What is being asked:
Count the lines in the records that contain the word "wall" and give only that number.
— start of Data for processing —
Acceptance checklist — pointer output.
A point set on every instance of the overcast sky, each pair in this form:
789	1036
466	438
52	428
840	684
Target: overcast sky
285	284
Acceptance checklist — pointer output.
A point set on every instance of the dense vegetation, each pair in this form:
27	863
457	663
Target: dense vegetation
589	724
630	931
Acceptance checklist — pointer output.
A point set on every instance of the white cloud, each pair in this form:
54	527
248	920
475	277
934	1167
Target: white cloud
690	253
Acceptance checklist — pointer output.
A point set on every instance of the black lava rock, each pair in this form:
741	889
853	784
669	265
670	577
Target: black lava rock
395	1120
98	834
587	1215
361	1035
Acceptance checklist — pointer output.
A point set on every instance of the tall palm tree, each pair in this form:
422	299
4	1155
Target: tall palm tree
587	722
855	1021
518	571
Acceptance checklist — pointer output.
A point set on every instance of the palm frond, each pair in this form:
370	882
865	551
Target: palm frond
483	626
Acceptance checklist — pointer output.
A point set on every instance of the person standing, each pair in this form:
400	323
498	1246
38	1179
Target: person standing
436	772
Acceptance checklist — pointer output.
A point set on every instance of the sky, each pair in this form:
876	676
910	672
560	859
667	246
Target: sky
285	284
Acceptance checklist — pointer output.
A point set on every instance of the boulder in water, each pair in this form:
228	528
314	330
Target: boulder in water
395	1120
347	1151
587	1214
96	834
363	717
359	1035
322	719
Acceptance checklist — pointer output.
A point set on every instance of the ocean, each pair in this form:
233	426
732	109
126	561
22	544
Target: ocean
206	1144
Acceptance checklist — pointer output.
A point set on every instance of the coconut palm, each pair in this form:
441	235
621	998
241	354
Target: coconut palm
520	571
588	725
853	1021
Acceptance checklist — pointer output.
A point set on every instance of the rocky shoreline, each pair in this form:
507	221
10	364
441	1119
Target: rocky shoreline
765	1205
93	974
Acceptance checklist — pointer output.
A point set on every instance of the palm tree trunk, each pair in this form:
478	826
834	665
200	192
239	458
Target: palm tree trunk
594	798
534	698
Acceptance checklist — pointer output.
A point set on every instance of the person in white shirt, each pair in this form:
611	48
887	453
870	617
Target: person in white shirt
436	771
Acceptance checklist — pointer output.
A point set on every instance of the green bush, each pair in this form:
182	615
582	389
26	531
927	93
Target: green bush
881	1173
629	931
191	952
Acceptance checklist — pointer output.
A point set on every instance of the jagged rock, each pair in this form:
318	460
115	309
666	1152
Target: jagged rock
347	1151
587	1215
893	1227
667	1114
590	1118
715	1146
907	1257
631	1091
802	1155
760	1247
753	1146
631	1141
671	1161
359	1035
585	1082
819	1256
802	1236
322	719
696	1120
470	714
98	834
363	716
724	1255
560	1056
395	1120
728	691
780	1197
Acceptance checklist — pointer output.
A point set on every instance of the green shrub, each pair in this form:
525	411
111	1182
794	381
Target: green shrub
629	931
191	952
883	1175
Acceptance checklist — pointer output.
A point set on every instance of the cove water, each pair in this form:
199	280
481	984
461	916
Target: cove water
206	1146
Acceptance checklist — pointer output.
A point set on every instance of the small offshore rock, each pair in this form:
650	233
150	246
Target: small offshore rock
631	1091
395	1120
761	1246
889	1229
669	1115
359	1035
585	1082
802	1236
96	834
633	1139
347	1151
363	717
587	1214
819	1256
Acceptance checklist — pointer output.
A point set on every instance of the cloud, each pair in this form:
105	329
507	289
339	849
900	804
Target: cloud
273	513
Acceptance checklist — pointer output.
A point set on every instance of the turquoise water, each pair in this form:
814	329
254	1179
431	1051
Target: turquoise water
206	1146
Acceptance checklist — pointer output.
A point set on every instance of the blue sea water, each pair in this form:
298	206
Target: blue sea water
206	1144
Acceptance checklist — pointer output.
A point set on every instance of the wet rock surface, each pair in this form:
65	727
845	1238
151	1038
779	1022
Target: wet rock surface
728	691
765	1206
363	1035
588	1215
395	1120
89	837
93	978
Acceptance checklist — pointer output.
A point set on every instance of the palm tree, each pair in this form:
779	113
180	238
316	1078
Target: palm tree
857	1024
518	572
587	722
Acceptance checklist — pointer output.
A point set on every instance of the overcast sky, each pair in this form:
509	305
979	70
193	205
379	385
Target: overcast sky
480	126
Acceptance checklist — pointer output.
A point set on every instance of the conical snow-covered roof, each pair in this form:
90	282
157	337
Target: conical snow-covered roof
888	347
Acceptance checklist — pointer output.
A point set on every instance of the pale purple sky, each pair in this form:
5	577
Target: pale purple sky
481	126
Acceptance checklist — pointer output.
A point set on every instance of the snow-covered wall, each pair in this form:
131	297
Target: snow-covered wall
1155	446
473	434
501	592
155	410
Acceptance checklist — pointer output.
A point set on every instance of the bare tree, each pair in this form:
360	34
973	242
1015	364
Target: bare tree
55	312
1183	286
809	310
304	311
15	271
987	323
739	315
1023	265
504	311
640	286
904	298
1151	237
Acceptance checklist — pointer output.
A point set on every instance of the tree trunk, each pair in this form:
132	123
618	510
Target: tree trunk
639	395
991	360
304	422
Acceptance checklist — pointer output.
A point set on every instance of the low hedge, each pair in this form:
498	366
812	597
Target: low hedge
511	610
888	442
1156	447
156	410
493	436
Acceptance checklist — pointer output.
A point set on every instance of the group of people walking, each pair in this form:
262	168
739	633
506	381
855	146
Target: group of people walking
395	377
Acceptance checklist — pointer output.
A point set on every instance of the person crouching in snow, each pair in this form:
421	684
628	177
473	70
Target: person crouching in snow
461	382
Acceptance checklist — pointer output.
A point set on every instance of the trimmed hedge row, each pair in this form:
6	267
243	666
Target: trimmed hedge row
— end of Data for processing —
Expected output:
2